### Passage shown

— begin —

# What stones are you using?



## chef7734 (Apr 13, 2011)

Replacing my stones due to life changes and trying to decide on grits. I use shapton pro stones and before had 320, 1k,2k,5k,8k,15k, and 30k. I use carbon core knives and thinking of a 1.5k vs the 1k and dropping the 2k. So it would be 320, 1.5, 5, 8, and 15k. Not sure I really need 30k again.


----------



## millionsknives (Apr 25, 2014)

I have this coarse stone http://www.toolsfromjapan.com/store/index.php?main_page=product_info&products_id=1982

Shapton 1k, 2k, Gesshin 5k, ohishi 8k 10k

I don't really use the 8 and 10k except for single bevels and razors. Double bevel i stop at 5k


----------



## phaedrus (Dec 23, 2004)

Was there something you didn't like about the Shapton Pro stones? I think they're great.  Realistically there's not much reason to go over 10k except that you can.  When I do other people's knives I rarely go over 5k.  For use on carbon knives try the Naniwa Chocera line.  I think they're the best synthetics out there, at least the best I've tried.  They struggle a bit with the newer 'uber-steels' with a very high volume of vanadium carbides but they shine on Ao-ko, Shirogami, AEB-L, etc.


----------



## chef7734 (Apr 13, 2011)

Phaedrus said:


> Was there something you didn't like a bout the Shapton Pro stones? I think they're great. Realistically there's not much reason to go over 10k except that you can. When I do other people's knives I rarely go over 5k. For use on carbon knives try the Naniwa Chocera line. I think they're the best synthetics out there, at least the best I've tried. They struggle a bit with the newer 'uber-steels' with a very high volume of vanadium carbides but they shine on Ao-ko, Shirogami, AEB-L, etc.


No I just don't have the shaptons any longer. Buying Shapton pro again


----------



## phaedrus (Dec 23, 2004)

You might want to grab a Shapton GlassStone or two to mix in as well.  Very good stones.  A smidge harder but they stay flat for a very long time.


----------



## linecook854 (Feb 13, 2013)

I use a King Combo stone 800/6K, a Bester 1200, Suherio Rika 5k and an Imanishi 10K stone. I am very happy with all these purchases. I did base my purchases on reviews for each of these stones, I only wanted to invest in stones with a good track record. Chefknivestogo.com is a great starting point.

The King Combo stone gets the job done well and it was cheap. The Suherio Rika is considered one of the best at 5k, works beautifully. Bester 1200 was a good price and is a great starting point working you way up to another stone, these last forever too. The Imanishi 10k polish is amazing, feels like running your knife on butter.


----------



## gilbertofarthi (Jan 25, 2016)

Phaedrus said:


> Was there something you didn't like about the Shapton Pro stones? I think they're great. Realistically there's not much reason to go over 10k except that you can. When I do other people's knives I rarely go over 5k. For use on carbon knives try the Naniwa Chocera line. I think they're the best synthetics out there, at least the best I've tried. They struggle a bit with the newer 'uber-steels' with a very high volume of vanadium carbides but they shine on Ao-ko, Shirogami, AEB-L, etc.

— end —

### Goal A
Do these statements agree with the sharpening-stone thread? (i) millionsknives stops at 5k on double-bevel knives. (ii) phaedrus says the Naniwa Chocera stones do best on steels with a very high volume of vanadium carbides. (iii) linecook854 says the King Combo stone was expensive. Answer yes or no for each, quoting the deciding words.
The sharpening-stone thread and the entries have no connection to each other.

Point placement entries:
— begin —

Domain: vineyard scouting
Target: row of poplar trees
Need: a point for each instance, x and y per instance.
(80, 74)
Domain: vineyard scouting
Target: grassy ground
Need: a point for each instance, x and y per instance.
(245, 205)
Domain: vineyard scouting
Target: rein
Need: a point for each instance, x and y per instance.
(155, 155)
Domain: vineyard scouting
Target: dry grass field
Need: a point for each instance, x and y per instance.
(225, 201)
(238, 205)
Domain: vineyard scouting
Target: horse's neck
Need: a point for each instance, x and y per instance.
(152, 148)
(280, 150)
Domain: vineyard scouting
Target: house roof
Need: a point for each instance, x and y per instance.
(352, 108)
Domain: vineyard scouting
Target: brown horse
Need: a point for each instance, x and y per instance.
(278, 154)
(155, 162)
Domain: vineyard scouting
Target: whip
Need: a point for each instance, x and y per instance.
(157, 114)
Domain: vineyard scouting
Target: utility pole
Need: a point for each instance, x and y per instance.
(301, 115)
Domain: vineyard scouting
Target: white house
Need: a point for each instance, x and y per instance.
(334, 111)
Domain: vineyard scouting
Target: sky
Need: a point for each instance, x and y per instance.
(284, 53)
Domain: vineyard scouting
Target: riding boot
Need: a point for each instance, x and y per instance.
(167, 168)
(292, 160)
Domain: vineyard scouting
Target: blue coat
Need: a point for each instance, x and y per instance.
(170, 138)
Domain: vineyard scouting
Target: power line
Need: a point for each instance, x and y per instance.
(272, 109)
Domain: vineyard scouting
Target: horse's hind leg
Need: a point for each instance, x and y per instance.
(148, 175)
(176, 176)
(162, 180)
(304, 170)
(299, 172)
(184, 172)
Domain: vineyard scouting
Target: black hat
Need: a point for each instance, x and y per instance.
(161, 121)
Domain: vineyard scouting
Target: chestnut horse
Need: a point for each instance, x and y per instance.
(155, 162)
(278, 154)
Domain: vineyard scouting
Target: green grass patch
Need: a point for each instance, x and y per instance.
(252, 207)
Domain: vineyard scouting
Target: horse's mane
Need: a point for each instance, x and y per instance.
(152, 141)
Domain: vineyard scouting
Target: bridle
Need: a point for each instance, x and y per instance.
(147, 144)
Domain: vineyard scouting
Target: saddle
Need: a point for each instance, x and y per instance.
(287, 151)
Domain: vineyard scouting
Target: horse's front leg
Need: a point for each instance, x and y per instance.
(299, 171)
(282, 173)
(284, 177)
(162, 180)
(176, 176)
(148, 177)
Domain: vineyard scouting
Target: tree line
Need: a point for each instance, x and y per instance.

— end —

### Goal B
Which lines in the entries contain the string "house"? List each of them in full, treating case as significant.

### Task answer A
(i) Yes: "Double bevel i stop at 5k"
(ii) No: "They struggle a bit with the newer 'uber-steels' with a very high volume of vanadium carbides"
(iii) No: "The King Combo stone gets the job done well and it was cheap."

### Task answer B
Target: house roof
Target: white house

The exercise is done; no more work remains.